Task instructions:
1: Using the blog post on Rafinesque and epochalism, decide whether each statement agrees with it: (a) the quoted essay is about the polymath Constantine Samuel Rafinesque; (b) the quoted passage holds that other animals often have mistaken thoughts about nature; (c) Stephen Pentz's poetry blog is called First Known When Lost. Give yes or no for each, with the words of the post that decide it.
2: Write a continuation of the blog post on Rafinesque and epochalism, picking up after its final sentence.

Quoted passage:
================

On my other blog I posted a quote from James Jeremiah Sullivan’s essay  on the polymath Constantine Samuel Rafinesque:

That’s what’s so terrifying but also heroic in Rafinesque, to know he could see that far, function at that outer-orbital a level intellectually, yet still wind up viciously hobbled by the safe-seeming assumptions of his day. We do well to draw a lesson of humility from this. It’s the human condition to be confused. No other animal ever had an erroneous thought about nature. Who knows what our version of the six-thousand year old earth is. It’s hiding somewhere in plain sight. In five hundred years there’ll be two or three things we believed and went on about at great length, with perfect assurance that will seen hilarious to them.

One could cite many many examples of “safe seeming assumptions” in every sphere – moral, scientific, social, cultural – which as time went by became unsafe and then positively harmful, laughable or just plain weird.

There is a self-congratulatory tendency to exaggerate and outright distort how wrong people were in the past. This is a form of epochalism, the belief that we live in a time unique in human history  True in a trivial sense, but blind to the patterns of human life and what could be called the human condition. One of the recurrent themes on Stephen Pentz’s poetry blog First Known When Lost is that the modern belief that We Are Somehow Unique is an illusion. Other people, at other times, have struggled with mortality, the passing time, what is a good life, and in times in their own way as complex and baffling as our own.

================

Information shown:
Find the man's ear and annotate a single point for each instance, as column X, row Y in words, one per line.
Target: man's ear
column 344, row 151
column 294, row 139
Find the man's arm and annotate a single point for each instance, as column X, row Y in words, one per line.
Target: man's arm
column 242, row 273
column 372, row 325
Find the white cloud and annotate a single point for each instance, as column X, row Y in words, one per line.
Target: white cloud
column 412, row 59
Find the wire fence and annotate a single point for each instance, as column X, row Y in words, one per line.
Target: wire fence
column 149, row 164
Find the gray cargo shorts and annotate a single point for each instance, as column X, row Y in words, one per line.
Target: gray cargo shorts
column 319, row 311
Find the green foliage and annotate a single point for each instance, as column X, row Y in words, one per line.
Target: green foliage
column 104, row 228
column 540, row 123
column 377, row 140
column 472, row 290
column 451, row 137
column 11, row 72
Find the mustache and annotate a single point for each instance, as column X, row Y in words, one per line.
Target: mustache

================

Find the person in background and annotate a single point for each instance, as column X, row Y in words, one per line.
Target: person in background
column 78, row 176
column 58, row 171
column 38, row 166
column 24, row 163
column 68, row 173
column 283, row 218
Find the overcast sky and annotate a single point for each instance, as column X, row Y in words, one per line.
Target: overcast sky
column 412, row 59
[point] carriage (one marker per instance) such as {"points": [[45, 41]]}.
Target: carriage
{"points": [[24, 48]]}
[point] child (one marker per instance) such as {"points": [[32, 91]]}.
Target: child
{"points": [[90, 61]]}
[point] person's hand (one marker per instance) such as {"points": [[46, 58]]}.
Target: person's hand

================

Responses per task:
1:
(a) Yes: "on the polymath Constantine Samuel Rafinesque"
(b) No: "No other animal ever had an erroneous thought about nature."
(c) Yes: "Stephen Pentz’s poetry blog First Known When Lost"

2:
Anyhow, the point of this post is really to post a question, and a question that is in principle unanswerable. What will the practices in medicine in healthcare that, in fifty years, will seem either weird or unethical or simply bad, that we take for granted today? The nature of this question that these are not things that, by and large, are objected to today, but seem a normal part of practice. One could put forward many obvious answers about eHealth or about health insurance, but of course values change over time and assuming our values now will be the normative values of fifty years is a fool’s game.